**Work to do**
Copy the material from the line containing "written like (125,144)." through the end, substituting "scene count" for "wildlife tally" and leaving everything else unchanged.

**Recorded information**
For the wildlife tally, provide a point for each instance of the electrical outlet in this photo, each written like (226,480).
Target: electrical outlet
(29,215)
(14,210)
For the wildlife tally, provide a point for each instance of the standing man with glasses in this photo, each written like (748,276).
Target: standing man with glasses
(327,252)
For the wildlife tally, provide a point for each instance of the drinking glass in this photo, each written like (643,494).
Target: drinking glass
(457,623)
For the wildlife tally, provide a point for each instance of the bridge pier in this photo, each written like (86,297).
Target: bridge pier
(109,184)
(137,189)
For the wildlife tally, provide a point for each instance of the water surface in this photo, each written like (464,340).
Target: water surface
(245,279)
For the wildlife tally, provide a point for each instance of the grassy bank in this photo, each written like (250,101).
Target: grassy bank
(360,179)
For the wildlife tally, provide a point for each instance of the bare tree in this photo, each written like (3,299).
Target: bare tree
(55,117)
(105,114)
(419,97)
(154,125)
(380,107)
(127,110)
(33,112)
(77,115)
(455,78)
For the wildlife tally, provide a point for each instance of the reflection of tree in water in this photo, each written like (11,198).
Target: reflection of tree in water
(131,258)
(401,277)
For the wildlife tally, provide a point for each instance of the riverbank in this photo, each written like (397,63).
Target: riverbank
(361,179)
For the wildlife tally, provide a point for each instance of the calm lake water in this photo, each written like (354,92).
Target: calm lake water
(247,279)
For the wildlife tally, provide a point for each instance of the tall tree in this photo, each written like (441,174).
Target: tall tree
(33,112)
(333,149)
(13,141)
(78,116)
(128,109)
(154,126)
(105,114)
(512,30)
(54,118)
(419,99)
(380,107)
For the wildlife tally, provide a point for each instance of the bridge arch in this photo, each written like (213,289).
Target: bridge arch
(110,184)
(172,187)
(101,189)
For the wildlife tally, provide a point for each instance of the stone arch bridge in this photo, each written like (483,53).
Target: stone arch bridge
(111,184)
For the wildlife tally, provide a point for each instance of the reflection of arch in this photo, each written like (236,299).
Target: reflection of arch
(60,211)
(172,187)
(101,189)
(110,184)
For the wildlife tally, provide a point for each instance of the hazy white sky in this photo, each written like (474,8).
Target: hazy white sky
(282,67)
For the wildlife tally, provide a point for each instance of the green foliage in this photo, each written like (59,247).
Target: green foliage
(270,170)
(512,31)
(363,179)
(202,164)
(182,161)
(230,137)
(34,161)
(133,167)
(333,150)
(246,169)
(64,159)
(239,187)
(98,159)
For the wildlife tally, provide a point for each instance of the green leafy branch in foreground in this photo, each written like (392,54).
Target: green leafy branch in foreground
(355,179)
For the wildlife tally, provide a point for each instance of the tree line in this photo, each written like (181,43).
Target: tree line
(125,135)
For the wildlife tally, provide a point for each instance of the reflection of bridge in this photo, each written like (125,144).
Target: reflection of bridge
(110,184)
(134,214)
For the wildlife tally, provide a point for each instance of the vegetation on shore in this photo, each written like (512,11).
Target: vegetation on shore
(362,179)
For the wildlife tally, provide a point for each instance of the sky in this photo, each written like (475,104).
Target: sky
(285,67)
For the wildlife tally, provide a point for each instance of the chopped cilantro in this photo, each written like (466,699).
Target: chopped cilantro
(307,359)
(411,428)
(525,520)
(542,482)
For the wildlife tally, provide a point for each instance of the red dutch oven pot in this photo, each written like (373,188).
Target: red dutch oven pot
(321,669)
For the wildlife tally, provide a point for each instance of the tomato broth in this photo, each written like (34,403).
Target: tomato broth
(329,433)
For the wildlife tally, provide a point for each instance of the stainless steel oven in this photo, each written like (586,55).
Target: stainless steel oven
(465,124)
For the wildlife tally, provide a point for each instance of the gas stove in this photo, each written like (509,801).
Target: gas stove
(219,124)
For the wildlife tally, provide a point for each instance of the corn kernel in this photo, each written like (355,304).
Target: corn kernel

**Solution below**
For the scene count, provide a point for each instance of the reflection of bridge in this photo, each written like (125,144).
Target: reflection of bridge
(110,184)
(134,214)
For the scene count, provide a point for each instance of the vegetation on shore in this photo, each written like (512,11).
Target: vegetation on shore
(362,179)
For the scene count, provide a point for each instance of the sky in this photo, each written like (475,104).
Target: sky
(285,67)
For the scene count, provide a point for each instance of the chopped cilantro in this photo, each written like (466,699).
Target: chopped cilantro
(307,359)
(411,428)
(525,520)
(542,482)
For the scene count, provide a point for each instance of the red dutch oven pot in this photo, each written like (373,188).
Target: red dutch oven pot
(321,669)
For the scene count, provide a point for each instance of the tomato broth in this photo, each written like (34,403).
Target: tomato broth
(329,433)
For the scene count, provide a point for each instance of the stainless steel oven in this photo, each written like (586,55).
Target: stainless steel oven
(465,124)
For the scene count, provide a point for each instance of the gas stove in this photo, each written like (509,801).
Target: gas stove
(219,124)
For the scene count, provide a point for each instance of the corn kernel in this photo, each written like (355,304).
Target: corn kernel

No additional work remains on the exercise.